TEXT PASSAGE:
--------------------------------

It’s as much a dance as a play. We watch, appalled, as the agents casually roll up into Winner’s personal space, then back away, adjust, rotate, and repeat. The 65-minute piece is like a nature program in which a pride of lions methodically stalk and take down a gazelle.
Parker Lutz’s aggressively neutral set is a gray expanse of carpeting with a line of empty chairs against the upstage wall and elevated areas to the left and right. Lighting (by Thomas Dunn) and sound (Lee Kinney and Sanae Yamada) keep us off-balance with washes of magenta and soothing electronic loops that fade in and out. Winner’s scared dog yelps from the lobby behind us. At times we see the scene from Winner’s panicked, out-of-body POV. Then Satter deploys visuals that reinforce the textual: Every time a person says something redacted from the public-facing transcript, it’s a fast blackout. Darkness as a censor bar. When you gaze at Dunn’s incongruous purple-pink lights, soothing and girly-hued, you realize: the stage is the color of a bruise.
Satter is an old hand at orchestrating such deft, subliminal staging. By basing this minutely choreographed and tweaked performance on found text, the director in effect created a live rotoscoping effect — animations created by tracing over motion picture footage, frame by frame. A palimpsest of reality/Reality wriggles and shivers under the distorting effects of manual redrawing. It gives the show the hazy, half-remembered aura of a traumatic event or fever dream.

--------------------------------

SUPPLIED RECORDS:
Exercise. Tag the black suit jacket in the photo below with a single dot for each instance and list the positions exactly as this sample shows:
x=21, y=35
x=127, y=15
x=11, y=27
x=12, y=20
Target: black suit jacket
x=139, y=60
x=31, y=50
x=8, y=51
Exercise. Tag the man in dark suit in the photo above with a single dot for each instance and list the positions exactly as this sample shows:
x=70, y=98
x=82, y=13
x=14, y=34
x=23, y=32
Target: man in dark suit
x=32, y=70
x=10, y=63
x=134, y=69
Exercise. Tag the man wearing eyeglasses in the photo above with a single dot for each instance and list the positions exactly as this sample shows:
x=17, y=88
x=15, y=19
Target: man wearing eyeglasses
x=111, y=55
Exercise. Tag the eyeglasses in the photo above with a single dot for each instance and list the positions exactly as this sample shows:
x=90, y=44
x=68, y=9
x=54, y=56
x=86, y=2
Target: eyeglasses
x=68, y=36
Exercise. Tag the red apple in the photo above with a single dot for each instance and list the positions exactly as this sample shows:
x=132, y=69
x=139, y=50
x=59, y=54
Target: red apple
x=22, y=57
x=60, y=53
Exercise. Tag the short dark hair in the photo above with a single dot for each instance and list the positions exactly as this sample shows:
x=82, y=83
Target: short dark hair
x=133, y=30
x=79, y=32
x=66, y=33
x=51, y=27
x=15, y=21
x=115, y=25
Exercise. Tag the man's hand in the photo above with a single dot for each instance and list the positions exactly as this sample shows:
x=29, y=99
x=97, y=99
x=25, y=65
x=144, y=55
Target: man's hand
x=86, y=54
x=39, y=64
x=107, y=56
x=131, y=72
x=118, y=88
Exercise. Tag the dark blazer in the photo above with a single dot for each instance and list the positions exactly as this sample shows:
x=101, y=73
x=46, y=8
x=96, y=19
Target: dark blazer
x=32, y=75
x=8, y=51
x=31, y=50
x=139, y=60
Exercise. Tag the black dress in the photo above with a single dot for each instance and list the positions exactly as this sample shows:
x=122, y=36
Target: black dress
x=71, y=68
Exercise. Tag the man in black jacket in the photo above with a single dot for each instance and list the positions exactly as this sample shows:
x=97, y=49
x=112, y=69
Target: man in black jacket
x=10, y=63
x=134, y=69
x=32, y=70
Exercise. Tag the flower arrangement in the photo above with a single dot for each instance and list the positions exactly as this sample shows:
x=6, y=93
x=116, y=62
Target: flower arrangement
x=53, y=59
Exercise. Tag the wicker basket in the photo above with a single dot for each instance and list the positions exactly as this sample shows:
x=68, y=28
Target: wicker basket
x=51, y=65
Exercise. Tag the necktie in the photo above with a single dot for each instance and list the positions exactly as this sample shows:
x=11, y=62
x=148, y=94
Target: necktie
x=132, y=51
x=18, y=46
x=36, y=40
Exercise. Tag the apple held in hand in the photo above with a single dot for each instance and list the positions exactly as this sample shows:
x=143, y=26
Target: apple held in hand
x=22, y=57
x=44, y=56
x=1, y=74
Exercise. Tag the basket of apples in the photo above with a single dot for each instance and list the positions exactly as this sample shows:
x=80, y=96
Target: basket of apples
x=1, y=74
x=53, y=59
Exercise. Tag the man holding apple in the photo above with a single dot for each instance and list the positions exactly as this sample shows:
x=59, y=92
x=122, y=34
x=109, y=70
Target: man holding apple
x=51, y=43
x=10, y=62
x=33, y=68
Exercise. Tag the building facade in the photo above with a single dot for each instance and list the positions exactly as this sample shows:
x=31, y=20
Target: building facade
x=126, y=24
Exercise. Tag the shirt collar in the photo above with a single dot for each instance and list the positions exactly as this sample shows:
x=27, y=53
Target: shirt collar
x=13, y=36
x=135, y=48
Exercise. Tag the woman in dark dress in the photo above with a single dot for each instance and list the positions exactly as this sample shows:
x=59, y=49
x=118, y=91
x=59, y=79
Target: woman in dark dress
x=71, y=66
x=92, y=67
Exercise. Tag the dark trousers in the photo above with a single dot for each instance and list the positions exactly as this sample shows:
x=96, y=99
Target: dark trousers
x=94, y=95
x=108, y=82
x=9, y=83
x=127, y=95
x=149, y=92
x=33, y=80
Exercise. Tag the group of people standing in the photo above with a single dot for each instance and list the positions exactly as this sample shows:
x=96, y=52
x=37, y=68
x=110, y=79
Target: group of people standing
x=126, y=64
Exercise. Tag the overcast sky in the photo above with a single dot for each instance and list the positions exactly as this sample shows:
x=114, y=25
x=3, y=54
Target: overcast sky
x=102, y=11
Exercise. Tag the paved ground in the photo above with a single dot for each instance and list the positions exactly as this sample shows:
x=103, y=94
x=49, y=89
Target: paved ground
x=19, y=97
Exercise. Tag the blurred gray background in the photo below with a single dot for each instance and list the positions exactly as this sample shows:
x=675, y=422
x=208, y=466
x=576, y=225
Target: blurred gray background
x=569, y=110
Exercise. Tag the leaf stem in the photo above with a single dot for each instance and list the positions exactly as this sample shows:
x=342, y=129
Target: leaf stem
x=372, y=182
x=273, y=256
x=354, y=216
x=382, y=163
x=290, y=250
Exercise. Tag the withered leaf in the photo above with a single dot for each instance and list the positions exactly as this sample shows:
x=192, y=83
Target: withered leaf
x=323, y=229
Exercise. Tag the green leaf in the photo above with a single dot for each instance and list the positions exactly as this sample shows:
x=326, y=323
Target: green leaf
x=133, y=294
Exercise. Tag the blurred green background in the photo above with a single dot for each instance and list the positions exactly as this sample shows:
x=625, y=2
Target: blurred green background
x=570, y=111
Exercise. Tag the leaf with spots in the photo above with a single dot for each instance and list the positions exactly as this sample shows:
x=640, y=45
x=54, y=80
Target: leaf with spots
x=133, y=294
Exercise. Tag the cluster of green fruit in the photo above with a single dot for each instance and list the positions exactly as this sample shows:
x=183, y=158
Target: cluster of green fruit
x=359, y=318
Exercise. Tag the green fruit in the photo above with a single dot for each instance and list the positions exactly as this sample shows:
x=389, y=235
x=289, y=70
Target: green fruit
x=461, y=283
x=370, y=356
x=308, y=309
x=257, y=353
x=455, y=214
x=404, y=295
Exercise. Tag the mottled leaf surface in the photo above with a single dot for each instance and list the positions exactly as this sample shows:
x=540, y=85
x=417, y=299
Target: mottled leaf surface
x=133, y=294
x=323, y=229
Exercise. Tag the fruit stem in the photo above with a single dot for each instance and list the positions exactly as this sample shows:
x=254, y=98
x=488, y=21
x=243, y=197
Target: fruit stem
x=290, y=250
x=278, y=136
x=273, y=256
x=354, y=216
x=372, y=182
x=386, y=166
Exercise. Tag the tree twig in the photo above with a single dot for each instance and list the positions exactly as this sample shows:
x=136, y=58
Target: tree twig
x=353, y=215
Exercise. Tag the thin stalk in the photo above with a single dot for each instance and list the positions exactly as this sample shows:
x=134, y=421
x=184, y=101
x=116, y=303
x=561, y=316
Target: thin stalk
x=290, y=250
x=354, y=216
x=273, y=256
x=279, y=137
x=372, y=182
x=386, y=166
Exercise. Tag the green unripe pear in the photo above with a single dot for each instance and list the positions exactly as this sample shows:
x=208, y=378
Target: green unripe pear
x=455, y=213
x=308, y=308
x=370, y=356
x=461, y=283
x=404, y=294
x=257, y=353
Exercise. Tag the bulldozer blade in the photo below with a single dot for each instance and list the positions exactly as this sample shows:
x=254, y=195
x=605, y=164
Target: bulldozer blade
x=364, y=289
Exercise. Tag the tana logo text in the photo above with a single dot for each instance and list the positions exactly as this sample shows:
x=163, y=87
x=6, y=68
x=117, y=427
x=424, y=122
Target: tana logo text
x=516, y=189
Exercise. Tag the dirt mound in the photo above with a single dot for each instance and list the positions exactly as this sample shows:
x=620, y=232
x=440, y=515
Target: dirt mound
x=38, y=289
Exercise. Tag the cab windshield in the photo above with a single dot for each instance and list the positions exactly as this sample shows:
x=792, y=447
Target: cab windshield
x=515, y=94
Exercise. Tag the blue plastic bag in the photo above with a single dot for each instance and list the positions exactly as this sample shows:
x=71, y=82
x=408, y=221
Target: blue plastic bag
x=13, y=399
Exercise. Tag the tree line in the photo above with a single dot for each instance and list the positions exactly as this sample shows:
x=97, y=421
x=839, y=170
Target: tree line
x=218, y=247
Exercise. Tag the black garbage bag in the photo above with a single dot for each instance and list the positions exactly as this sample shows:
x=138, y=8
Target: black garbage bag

--------------------------------

USING THE INFORMATION:
[1] In the review, who designed the lighting?
[2] Reproduce the review's wording from "Satter is an" to "or fever dream.".

COMPLETED EXERCISE:
[1] Thomas Dunn

[2]
Satter is an old hand at orchestrating such deft, subliminal staging. By basing this minutely choreographed and tweaked performance on found text, the director in effect created a live rotoscoping effect — animations created by tracing over motion picture footage, frame by frame. A palimpsest of reality/Reality wriggles and shivers under the distorting effects of manual redrawing. It gives the show the hazy, half-remembered aura of a traumatic event or fever dream.